Activity:
For each line below, return an exact copy.

Extracted data:

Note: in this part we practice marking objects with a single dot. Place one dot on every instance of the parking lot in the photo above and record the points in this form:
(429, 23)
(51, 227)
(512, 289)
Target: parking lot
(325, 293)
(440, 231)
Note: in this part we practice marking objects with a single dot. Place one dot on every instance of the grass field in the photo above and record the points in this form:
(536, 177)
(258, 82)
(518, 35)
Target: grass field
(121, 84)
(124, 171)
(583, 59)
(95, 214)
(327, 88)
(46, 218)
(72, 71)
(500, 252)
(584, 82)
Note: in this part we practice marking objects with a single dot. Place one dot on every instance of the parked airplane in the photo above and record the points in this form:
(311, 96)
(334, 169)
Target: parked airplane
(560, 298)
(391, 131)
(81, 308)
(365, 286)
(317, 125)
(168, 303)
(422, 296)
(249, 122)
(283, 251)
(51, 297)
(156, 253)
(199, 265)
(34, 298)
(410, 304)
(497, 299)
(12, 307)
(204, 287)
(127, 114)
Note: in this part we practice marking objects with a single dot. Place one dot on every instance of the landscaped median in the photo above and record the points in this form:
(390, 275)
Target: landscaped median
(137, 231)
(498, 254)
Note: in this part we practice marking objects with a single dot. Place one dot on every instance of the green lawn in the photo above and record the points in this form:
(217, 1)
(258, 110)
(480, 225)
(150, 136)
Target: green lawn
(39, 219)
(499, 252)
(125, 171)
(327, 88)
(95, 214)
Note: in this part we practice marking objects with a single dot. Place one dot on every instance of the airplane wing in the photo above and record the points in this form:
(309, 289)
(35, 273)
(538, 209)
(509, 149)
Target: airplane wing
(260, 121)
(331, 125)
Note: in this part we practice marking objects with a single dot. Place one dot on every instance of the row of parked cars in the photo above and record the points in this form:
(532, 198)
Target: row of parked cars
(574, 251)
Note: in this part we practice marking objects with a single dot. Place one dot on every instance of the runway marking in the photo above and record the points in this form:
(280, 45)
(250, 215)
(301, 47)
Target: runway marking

Response to the exercise:
Note: in this part we practice marking objects with a single dot. Place one dot on every instance of the parking lot in the photo above and record the points in this form:
(429, 23)
(51, 227)
(512, 289)
Target: parking lot
(325, 293)
(440, 231)
Note: in this part we practice marking objects with a single dot. Place one dot on every instance of the grass field in the photo above and record the points in this form:
(536, 177)
(258, 82)
(518, 35)
Target: grass field
(121, 84)
(124, 171)
(583, 59)
(95, 214)
(327, 88)
(46, 218)
(72, 71)
(500, 252)
(584, 82)
Note: in this part we practice marking objects with a single dot. Place one dot on every instance of the parked airplane in the photo above and record the points in this form:
(311, 96)
(334, 169)
Target: parked airplane
(560, 298)
(391, 131)
(81, 308)
(365, 286)
(317, 125)
(168, 303)
(422, 296)
(249, 122)
(283, 251)
(51, 297)
(156, 253)
(199, 265)
(34, 298)
(410, 304)
(497, 299)
(12, 307)
(204, 287)
(127, 114)
Note: in this part we practice marking objects with a single dot. Place one dot on every instance of the landscaped median in the photo above and record the points in this form:
(390, 275)
Target: landscaped median
(137, 231)
(498, 254)
Note: in this part we practice marking objects with a single dot. Place one dot on every instance of the green lawn in the photo above and record the points in this form:
(217, 1)
(258, 110)
(480, 225)
(150, 136)
Target: green lawn
(39, 219)
(499, 252)
(125, 171)
(327, 88)
(95, 214)
Note: in this part we practice marking objects with a single dot. Place one dot on every instance of the airplane wing in the photo above and record the points in this form:
(309, 289)
(35, 273)
(538, 209)
(509, 149)
Target: airplane wing
(260, 121)
(331, 125)
Note: in this part we practice marking objects with a single dot. Place one dot on every instance of the row of parked cars in the photo above and record the points in this form:
(532, 198)
Target: row of parked cars
(574, 251)
Note: in this part we practice marking objects with a single dot. Place one dot on every instance of the runway marking in the photo above and record the points in this form:
(280, 45)
(250, 215)
(301, 47)
Target: runway marking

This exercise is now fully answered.